TASKS TO CARRY OUT:
[1] Extract the part of the passage on the Chubut police raids between "Since Tuesday, February" and "prosecutor Carlos Cavallo.", inclusive.
[2] For each of these statements, answer yes or no as to whether it agrees with the passage on the Chubut police raids, and quote the words that decide it: (a) The raids began on Tuesday, February 11. (b) The radio station Petü Mogeleiñ is located in the town of Esquel. (c) The members of the radio station were notified before the police entered.

SUPPLIED PASSAGE:

--

Since Tuesday, February 11, the Chubut Police have been raiding private homes, territories and media of several Mapuche communities, by order of the criminal enforcement judge in Esquel, Jorge Criado, and the prosecutor Carlos Cavallo.
In the words of the communitarian radio station Petü Mogeleiñ:
On Tuesday morning, February 11, we learned by telephone that the houses of Lof Cañio were being raided, as well as the house of our comrade Jorge Millán (J. M.), together with other nearby Lof, all belonging to the mountain range area of northwestern Chubut. Minutes later, comrades who were passing by to show solidarity with comrade Jorge and his family and to see how they were doing, became aware that the premises of our radio station, the Mapuche communitarian radio station Petü Mogeleiñ, located in the northwest of Chubut, in the town of El Maitén, were also being raided. Without any of its members being notified to enter, the provincial police, by order of Judge Criado and the prosecutor Carlos Cavallo, broke into our radio station, breaking the locks of the premises where the transmitter is located, the operating room, the archive room on the side of the building, the radio sum (where we have stored clothes and non-perishable food that are collected to help families in emergency situations), as well as in the home of a relative of our colleague J.M.

--

Entries for pointing and labeling

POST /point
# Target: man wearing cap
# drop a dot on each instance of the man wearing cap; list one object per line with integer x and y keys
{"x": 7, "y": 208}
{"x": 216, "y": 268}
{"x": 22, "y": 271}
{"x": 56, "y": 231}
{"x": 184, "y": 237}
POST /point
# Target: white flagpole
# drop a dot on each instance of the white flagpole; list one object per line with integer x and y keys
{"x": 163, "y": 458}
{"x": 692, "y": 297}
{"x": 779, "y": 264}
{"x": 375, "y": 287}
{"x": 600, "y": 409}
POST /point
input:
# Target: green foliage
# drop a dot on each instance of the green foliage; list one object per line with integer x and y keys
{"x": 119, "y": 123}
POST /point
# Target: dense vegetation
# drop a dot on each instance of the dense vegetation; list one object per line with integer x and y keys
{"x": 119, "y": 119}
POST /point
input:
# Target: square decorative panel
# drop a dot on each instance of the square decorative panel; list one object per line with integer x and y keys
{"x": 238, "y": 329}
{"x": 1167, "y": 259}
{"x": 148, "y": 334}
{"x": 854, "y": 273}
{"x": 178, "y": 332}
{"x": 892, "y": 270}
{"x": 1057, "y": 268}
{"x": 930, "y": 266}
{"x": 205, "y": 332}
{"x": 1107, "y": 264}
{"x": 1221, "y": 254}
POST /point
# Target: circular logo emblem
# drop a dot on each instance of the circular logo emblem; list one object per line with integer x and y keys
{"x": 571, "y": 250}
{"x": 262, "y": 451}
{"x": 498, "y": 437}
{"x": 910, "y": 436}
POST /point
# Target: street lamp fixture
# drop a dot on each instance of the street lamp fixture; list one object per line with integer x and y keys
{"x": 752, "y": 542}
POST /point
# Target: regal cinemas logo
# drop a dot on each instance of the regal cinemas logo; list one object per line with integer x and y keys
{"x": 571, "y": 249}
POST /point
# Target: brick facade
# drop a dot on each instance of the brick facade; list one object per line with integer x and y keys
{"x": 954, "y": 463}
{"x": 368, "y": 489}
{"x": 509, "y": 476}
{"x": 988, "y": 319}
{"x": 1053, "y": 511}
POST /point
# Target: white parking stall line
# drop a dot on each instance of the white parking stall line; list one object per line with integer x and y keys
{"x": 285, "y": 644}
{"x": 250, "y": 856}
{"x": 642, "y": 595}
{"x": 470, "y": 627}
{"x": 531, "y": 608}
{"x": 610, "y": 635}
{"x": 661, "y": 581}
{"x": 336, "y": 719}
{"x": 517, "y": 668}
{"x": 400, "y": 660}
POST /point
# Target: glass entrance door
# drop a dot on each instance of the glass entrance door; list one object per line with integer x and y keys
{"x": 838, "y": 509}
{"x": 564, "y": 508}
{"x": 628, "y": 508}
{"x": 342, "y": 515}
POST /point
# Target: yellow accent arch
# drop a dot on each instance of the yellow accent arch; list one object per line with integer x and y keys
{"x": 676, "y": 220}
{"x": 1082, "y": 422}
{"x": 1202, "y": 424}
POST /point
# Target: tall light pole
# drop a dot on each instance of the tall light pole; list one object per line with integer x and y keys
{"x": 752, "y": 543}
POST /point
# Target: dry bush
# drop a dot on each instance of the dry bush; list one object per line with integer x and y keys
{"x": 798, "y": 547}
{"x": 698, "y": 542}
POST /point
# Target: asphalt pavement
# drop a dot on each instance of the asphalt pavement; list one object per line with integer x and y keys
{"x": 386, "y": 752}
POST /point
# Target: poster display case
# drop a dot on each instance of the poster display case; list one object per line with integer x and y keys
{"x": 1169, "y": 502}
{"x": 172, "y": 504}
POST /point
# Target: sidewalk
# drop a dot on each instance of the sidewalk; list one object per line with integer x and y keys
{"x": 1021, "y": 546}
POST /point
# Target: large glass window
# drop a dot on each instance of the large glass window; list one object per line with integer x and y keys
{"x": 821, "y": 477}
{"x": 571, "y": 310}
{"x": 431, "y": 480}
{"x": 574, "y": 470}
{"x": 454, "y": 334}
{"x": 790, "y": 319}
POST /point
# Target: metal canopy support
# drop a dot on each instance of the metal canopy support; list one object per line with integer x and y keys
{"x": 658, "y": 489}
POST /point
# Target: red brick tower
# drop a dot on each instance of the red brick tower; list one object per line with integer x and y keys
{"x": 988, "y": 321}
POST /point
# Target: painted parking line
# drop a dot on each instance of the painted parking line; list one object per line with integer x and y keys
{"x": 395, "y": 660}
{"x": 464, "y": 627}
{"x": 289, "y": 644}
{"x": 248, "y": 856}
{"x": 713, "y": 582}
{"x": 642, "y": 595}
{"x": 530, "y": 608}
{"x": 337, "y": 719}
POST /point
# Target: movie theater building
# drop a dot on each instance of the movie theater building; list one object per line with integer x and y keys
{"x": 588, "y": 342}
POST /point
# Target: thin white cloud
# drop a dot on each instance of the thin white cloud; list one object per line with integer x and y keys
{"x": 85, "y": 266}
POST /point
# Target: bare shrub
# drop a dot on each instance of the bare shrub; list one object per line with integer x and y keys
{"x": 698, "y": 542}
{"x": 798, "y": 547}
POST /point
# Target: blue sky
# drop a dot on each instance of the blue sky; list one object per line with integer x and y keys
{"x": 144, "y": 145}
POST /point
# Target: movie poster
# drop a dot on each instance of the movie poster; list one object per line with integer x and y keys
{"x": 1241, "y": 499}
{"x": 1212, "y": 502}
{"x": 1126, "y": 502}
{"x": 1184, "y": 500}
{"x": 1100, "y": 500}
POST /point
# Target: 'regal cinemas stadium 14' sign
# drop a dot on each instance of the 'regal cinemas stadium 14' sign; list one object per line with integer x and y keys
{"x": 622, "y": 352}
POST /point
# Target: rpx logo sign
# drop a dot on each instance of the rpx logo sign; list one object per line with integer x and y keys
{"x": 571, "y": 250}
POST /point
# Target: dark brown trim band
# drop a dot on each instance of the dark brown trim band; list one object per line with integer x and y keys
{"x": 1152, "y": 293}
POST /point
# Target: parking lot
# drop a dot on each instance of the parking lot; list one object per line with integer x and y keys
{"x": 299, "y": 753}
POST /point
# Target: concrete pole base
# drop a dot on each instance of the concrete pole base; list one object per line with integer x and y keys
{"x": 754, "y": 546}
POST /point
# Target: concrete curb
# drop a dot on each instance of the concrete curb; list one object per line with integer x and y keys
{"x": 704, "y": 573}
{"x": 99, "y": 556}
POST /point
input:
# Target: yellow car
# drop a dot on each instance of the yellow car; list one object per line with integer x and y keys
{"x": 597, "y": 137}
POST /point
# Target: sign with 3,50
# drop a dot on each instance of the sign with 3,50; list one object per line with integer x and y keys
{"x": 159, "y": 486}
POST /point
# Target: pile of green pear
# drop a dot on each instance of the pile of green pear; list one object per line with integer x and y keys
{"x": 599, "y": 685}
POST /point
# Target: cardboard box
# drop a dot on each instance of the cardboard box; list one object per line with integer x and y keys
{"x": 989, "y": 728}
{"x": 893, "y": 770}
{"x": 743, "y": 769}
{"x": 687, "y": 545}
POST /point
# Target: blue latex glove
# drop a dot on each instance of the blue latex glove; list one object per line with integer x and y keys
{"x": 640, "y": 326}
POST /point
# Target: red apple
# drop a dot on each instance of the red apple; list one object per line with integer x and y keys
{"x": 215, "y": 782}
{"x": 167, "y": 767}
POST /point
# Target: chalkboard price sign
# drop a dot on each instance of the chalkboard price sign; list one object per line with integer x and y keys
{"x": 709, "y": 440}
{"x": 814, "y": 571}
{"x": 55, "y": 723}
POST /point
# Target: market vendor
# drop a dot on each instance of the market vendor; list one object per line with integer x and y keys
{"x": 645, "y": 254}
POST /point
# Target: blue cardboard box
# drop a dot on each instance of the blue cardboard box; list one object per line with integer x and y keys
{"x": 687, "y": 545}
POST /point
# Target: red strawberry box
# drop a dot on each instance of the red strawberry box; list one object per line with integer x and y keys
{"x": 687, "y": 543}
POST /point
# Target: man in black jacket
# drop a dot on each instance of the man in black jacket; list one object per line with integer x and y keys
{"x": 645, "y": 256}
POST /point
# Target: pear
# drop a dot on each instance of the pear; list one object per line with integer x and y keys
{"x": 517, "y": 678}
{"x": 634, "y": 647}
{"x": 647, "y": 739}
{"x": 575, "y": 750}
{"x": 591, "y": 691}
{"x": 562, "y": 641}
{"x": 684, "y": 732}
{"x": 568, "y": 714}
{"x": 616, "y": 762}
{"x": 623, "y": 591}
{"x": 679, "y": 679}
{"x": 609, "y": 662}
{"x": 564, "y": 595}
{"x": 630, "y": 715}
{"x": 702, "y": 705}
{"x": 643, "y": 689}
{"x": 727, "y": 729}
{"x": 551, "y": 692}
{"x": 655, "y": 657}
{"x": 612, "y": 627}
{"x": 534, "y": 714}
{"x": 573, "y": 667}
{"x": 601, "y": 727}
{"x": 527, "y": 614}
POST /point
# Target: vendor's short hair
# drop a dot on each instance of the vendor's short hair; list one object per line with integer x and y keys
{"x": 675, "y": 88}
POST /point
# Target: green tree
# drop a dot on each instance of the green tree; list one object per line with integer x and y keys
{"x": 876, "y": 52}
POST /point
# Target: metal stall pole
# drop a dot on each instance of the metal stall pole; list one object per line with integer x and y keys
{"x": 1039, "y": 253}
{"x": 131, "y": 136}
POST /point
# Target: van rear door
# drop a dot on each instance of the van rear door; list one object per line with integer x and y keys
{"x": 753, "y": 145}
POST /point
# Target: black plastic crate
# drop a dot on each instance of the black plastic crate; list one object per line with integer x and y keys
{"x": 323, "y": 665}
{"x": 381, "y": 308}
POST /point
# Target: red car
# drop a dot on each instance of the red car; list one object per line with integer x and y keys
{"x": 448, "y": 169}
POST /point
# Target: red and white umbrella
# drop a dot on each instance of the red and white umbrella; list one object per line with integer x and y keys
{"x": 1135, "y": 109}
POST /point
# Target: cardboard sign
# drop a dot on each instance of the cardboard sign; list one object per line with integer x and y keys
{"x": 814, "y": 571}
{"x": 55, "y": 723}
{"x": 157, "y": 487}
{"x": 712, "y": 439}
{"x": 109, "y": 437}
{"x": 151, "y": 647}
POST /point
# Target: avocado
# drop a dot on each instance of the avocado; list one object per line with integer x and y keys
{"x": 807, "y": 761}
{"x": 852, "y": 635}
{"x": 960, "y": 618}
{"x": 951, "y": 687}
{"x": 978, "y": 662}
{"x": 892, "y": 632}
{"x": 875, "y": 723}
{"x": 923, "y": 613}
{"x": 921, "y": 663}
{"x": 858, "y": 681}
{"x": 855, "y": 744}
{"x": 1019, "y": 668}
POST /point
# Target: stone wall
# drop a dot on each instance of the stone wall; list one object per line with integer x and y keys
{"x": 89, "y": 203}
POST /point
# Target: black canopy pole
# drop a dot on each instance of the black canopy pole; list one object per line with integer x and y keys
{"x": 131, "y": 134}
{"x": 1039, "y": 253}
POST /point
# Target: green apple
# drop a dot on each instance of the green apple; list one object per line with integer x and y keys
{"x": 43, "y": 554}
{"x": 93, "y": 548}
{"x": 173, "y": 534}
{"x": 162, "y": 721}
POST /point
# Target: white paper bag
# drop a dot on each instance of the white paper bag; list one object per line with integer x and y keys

--

RESULTS OF THE EXERCISE:
[1]
Since Tuesday, February 11, the Chubut Police have been raiding private homes, territories and media of several Mapuche communities, by order of the criminal enforcement judge in Esquel, Jorge Criado, and the prosecutor Carlos Cavallo.

[2]
(a) Yes: "Since Tuesday, February 11, the Chubut Police have been raiding private homes, territories and media of several Mapuche communities"
(b) No: "located in the northwest of Chubut, in the town of El Maitén"
(c) No: "Without any of its members being notified to enter"